▶ [WHAT YOU HAVE TO DO] Reproduce the following records exactly from the line containing "Q: Point out each instance of the shoulder strap" onward, ending with the last line and including it.

▶ [DATASET EXCERPTS]
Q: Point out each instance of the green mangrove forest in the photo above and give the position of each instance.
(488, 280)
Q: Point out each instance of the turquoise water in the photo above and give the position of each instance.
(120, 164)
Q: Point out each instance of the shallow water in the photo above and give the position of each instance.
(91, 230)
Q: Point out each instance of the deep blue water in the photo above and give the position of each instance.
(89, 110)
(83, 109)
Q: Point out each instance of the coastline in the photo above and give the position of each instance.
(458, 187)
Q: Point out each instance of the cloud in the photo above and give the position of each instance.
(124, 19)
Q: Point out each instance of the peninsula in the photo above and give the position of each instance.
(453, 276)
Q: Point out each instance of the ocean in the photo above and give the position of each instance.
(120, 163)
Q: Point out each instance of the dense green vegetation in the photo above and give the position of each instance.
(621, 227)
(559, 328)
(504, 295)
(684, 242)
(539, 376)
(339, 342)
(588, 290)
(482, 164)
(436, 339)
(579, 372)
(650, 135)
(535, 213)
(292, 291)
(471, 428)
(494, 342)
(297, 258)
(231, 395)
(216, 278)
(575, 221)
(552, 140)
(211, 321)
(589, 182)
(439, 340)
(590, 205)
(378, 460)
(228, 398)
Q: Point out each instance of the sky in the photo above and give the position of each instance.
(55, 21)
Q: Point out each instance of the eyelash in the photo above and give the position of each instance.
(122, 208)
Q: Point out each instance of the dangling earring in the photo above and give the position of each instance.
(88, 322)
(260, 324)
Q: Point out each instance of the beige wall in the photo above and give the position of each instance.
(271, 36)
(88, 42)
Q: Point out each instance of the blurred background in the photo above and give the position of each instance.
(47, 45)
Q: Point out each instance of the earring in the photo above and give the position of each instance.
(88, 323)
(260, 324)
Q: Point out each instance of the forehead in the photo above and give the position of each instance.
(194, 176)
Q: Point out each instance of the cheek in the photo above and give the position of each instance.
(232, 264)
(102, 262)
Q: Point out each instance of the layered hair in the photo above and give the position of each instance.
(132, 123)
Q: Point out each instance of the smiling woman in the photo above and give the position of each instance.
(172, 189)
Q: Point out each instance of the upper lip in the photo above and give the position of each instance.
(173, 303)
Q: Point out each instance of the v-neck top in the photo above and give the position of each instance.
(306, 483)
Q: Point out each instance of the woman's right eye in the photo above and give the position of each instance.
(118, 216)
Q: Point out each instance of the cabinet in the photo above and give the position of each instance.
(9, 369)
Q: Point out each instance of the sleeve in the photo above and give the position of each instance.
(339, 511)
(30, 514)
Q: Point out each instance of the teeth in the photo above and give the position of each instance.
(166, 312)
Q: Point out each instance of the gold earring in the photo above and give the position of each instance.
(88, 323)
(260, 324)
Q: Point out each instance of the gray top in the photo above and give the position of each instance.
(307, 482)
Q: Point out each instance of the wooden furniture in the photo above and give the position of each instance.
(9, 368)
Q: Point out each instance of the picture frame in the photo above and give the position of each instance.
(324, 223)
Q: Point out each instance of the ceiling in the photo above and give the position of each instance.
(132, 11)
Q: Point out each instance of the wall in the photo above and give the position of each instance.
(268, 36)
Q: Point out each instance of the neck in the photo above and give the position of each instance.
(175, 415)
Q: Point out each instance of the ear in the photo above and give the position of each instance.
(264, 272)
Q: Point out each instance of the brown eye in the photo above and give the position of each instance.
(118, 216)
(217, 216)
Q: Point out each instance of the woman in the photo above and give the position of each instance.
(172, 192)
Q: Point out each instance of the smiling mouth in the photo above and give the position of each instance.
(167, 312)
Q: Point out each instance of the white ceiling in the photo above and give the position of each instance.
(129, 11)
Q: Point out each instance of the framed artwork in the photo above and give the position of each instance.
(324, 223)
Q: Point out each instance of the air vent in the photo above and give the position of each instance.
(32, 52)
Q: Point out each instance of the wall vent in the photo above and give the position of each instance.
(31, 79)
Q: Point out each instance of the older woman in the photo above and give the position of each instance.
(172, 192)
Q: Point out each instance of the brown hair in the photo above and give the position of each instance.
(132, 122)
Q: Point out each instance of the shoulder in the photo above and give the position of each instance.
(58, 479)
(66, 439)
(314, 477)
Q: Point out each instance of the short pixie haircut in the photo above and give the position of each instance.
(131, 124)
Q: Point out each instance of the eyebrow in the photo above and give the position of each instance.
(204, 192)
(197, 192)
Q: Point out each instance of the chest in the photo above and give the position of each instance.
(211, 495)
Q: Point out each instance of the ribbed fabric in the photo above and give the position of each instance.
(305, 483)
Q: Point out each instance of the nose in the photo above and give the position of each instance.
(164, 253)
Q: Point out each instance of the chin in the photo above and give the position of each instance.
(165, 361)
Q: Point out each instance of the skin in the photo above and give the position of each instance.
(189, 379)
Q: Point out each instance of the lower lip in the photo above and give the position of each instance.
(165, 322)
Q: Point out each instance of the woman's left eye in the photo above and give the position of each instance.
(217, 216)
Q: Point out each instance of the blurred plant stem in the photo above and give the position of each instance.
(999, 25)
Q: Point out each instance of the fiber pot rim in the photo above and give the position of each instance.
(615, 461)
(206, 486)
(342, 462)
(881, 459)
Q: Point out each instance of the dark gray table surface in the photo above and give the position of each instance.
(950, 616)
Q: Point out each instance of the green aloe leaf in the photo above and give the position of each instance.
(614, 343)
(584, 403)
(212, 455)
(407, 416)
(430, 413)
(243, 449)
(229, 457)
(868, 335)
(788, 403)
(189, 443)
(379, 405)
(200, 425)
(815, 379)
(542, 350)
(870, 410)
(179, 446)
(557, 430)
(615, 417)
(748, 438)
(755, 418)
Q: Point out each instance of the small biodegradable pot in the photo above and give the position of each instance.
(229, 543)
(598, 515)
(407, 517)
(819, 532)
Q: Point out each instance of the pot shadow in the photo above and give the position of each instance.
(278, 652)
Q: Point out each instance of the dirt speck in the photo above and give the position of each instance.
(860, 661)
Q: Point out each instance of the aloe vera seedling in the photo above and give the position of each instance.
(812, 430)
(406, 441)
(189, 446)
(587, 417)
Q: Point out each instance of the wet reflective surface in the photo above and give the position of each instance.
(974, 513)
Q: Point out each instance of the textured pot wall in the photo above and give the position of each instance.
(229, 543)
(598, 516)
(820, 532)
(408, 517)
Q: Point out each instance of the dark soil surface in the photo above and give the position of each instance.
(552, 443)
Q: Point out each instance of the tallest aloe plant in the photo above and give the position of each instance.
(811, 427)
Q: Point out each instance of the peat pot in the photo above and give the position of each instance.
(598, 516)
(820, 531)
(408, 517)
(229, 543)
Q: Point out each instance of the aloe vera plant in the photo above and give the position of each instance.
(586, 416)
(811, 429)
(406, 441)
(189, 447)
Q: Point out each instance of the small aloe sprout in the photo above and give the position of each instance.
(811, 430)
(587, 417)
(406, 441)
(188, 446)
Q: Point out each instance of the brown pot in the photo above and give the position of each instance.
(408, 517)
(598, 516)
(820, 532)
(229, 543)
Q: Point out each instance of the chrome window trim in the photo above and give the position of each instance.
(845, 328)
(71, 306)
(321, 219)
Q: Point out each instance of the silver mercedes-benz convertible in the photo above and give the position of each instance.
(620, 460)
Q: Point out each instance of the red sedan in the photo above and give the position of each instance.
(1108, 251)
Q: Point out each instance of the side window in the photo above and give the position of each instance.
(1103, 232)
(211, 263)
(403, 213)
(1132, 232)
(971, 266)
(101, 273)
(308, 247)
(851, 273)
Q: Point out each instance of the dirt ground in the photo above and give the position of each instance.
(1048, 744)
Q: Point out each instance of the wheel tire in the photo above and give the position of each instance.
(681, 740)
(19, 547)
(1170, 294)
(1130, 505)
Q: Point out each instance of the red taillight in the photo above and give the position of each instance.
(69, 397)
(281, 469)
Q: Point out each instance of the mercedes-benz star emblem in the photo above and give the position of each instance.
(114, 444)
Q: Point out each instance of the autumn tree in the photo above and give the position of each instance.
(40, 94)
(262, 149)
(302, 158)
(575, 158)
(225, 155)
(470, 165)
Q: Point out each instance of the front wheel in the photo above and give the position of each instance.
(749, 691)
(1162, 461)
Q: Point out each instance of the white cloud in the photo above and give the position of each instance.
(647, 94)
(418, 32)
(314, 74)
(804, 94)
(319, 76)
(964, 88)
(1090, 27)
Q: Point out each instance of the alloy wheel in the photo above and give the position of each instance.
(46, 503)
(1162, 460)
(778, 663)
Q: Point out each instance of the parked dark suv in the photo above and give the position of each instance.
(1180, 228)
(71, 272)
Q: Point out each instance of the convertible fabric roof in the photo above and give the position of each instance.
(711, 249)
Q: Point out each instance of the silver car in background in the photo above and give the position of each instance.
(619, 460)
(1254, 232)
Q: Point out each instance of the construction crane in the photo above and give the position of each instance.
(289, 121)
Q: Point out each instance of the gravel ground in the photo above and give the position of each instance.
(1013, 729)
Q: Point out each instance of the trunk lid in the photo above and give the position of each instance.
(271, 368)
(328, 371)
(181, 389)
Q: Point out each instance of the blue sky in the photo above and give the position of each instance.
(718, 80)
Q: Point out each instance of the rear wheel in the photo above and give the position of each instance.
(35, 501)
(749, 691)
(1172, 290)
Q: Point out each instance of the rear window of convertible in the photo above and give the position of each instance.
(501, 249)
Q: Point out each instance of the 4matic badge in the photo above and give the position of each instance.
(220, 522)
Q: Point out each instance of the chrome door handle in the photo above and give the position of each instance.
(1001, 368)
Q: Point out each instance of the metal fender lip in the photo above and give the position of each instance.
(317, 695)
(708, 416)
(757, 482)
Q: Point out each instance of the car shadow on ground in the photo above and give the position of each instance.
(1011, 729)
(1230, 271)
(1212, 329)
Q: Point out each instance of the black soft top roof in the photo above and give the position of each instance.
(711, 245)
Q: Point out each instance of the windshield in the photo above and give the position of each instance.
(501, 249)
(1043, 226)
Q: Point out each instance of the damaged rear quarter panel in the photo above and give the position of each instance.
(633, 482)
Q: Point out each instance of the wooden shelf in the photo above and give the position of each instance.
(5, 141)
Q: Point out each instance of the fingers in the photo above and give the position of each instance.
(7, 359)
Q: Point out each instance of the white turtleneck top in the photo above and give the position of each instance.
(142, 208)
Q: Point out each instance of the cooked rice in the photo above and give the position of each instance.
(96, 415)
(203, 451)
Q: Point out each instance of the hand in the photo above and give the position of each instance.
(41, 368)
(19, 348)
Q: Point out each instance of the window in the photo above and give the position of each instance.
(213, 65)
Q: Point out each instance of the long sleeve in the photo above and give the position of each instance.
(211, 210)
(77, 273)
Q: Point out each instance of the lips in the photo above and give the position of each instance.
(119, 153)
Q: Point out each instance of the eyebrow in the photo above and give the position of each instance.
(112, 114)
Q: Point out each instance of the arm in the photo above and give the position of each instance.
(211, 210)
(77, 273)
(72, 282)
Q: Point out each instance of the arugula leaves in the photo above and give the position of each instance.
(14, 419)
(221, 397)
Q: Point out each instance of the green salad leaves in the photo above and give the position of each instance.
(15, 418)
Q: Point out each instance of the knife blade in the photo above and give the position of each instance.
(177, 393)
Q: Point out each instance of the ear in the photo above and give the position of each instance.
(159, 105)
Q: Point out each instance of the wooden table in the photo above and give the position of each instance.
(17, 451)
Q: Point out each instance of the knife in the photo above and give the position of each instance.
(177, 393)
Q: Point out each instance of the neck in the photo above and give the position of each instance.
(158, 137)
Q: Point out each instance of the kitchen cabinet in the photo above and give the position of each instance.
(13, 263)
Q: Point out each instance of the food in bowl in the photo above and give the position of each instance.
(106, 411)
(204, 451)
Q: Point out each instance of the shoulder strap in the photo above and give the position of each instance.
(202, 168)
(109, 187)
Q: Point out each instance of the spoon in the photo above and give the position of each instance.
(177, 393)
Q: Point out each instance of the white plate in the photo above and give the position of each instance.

▶ [RESULT OF THE TASK]
Q: Point out each instance of the shoulder strap in the photo above and give the position of each instance.
(202, 168)
(109, 187)
Q: Point out each instance of the spoon in the photo above and give the position of each instance.
(177, 393)
Q: Point out each instance of the white plate in the photo above and give the position of each instance.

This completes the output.